**Dataset records**:

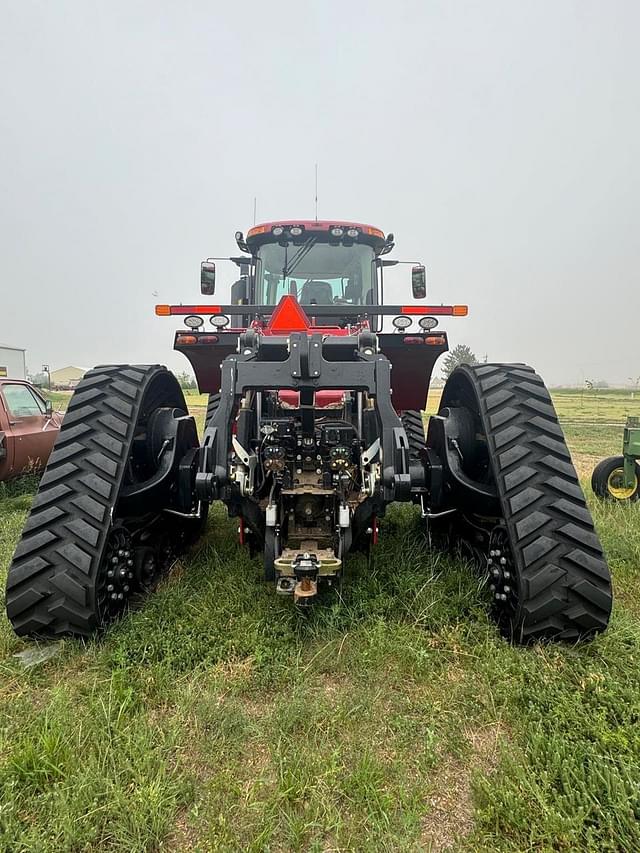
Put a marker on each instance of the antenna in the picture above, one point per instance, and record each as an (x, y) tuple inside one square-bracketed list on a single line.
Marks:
[(316, 192)]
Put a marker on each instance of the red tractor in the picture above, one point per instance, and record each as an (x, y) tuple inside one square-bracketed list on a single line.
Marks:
[(313, 427)]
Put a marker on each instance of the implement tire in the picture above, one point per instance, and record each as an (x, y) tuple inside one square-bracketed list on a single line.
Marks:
[(558, 584), (607, 481), (57, 582)]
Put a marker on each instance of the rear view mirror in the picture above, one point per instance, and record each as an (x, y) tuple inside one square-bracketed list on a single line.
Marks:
[(419, 281), (207, 278)]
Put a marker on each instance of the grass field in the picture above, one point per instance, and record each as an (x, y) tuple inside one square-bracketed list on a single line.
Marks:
[(217, 718)]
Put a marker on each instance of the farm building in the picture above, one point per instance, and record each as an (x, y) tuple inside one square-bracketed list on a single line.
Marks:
[(12, 363), (67, 377)]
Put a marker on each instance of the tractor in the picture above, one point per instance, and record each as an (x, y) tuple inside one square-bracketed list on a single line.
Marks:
[(313, 428)]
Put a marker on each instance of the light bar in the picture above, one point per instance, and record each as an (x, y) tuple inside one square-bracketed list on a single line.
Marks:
[(169, 310), (449, 310)]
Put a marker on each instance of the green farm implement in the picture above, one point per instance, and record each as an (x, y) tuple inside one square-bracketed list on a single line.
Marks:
[(618, 477)]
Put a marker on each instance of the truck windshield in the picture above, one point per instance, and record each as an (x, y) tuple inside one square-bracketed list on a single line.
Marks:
[(316, 273)]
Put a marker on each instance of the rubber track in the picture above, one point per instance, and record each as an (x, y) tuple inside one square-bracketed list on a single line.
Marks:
[(51, 585), (564, 580), (414, 428)]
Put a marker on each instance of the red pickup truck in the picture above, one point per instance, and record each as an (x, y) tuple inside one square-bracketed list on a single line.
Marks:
[(28, 428)]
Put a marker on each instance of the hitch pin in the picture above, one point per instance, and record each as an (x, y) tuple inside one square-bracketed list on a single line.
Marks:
[(425, 513), (456, 447)]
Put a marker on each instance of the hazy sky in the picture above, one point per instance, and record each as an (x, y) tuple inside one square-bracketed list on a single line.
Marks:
[(499, 141)]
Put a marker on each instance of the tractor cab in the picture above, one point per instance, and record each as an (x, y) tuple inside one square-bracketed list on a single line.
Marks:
[(319, 263), (316, 262)]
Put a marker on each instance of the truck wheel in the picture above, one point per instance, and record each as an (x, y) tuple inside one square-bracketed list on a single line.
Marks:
[(81, 556), (607, 480), (544, 561)]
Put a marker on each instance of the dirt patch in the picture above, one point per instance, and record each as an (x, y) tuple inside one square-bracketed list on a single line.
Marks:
[(450, 807)]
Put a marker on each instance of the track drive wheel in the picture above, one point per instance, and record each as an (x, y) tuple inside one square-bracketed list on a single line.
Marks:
[(87, 546), (543, 558), (607, 480)]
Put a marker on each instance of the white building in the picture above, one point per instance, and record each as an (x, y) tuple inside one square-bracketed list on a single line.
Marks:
[(12, 363)]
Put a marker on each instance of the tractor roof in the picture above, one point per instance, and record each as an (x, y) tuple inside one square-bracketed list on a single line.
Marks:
[(371, 235)]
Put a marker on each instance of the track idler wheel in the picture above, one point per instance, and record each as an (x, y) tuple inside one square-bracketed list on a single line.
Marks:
[(91, 541), (534, 536)]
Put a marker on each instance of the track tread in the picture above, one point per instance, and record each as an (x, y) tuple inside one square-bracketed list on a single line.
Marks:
[(564, 581), (51, 585), (414, 428)]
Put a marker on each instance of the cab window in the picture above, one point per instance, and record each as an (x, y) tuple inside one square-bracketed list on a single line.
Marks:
[(22, 402), (316, 273)]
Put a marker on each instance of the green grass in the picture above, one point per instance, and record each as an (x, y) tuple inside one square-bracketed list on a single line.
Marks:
[(217, 718)]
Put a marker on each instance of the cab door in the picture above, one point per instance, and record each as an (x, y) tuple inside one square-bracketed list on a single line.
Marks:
[(31, 431)]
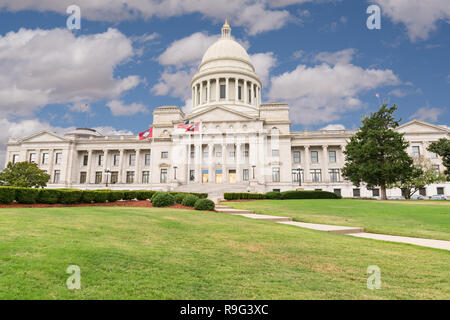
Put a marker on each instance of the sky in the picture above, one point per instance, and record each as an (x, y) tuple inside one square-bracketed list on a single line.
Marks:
[(131, 56)]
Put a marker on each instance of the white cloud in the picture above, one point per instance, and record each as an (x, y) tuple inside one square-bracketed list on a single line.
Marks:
[(255, 15), (118, 108), (40, 67), (427, 114), (419, 17), (334, 127), (324, 92)]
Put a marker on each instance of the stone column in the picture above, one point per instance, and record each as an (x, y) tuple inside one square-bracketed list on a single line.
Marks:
[(306, 173), (137, 177), (326, 158)]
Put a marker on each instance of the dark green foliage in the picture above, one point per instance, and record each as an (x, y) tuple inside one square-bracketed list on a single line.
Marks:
[(309, 195), (7, 194), (204, 204), (189, 200), (376, 154), (243, 195), (274, 195), (23, 174), (179, 197), (48, 196), (163, 199), (27, 195), (68, 196)]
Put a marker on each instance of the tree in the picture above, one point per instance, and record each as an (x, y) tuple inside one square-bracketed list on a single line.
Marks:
[(442, 148), (422, 175), (23, 174), (376, 154)]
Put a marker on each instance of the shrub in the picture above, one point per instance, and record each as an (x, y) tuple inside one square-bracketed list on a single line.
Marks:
[(162, 199), (7, 194), (204, 204), (69, 196), (189, 200), (274, 195), (309, 195), (27, 195), (179, 197), (48, 196)]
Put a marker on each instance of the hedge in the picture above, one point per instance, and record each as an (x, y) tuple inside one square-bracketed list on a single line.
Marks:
[(204, 204), (7, 195)]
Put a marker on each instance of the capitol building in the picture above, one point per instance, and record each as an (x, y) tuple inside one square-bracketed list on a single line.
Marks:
[(230, 142)]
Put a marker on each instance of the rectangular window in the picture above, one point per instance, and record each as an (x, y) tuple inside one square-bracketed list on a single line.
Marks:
[(276, 174), (416, 151), (334, 175), (332, 156), (245, 175), (130, 176), (116, 160), (32, 157), (314, 157), (114, 177), (145, 176), (98, 177), (83, 177), (163, 178), (101, 159), (58, 159), (45, 158), (316, 175), (296, 156), (132, 161), (56, 176)]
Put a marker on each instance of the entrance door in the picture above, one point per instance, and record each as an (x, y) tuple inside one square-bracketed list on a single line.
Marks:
[(232, 176)]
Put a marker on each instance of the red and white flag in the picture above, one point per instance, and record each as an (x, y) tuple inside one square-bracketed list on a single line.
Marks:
[(146, 134)]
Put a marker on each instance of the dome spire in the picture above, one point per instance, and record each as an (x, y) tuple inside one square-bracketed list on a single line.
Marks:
[(226, 30)]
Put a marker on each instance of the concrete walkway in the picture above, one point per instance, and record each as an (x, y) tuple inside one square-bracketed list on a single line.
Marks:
[(351, 231)]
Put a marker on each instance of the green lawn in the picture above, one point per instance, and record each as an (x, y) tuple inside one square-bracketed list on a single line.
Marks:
[(413, 218), (149, 253)]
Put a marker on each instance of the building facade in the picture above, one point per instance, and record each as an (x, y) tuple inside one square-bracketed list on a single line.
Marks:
[(229, 142)]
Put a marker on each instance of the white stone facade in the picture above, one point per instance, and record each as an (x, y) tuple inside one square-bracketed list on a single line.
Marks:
[(241, 145)]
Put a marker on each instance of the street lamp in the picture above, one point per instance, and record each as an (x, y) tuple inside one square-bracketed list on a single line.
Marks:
[(108, 173)]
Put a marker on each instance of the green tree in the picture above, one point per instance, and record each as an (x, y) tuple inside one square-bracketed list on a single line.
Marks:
[(23, 174), (442, 148), (422, 175), (376, 154)]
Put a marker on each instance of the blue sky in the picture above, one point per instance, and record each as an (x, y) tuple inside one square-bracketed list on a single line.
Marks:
[(318, 56)]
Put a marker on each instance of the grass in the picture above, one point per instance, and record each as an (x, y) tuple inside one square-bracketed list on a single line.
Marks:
[(150, 253), (412, 218)]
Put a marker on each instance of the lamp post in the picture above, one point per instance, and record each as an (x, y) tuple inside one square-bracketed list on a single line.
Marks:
[(108, 173)]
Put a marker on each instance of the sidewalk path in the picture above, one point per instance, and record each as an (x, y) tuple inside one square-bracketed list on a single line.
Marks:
[(351, 231)]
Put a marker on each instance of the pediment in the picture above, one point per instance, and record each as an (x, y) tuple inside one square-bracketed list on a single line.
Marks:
[(43, 136), (417, 126), (219, 113)]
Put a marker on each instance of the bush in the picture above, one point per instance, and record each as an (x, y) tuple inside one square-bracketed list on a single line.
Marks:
[(274, 195), (309, 195), (189, 200), (204, 204), (69, 196), (48, 196), (179, 197), (7, 195), (162, 199), (27, 195)]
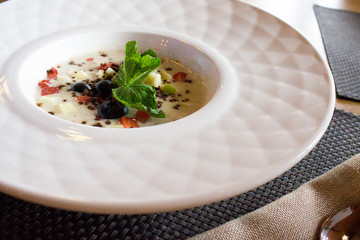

**Goal**: Please rewrite only the records between the lines holding "Put a marker on each instance of the capitol" and "[(232, 176)]", inclusive, with "entrance door" changed to "front door" and everything else unchanged.

**The output**:
Put a marker on each instance of the capitol building in the picture above, one point per instance, and record each as an (x, y) tuple inside one square-bracketed list on a single line.
Marks:
[(230, 142)]
Put a marker on each instance of the rectangular window in the picture above, one point per instance, and record each as an (x, y) tuple inside one square-bracketed list on a single line.
Marks:
[(276, 174), (416, 151), (334, 175), (332, 156), (245, 175), (130, 176), (116, 160), (32, 157), (314, 157), (114, 177), (145, 176), (98, 177), (83, 177), (163, 178), (101, 159), (58, 159), (45, 158), (316, 175), (296, 156), (132, 161), (56, 176)]
Put a marker on each instance of the front door in the picture above, one point per instance, and record each as an (x, y) tuple inside one square-bracketed list on a single line.
Marks:
[(232, 176)]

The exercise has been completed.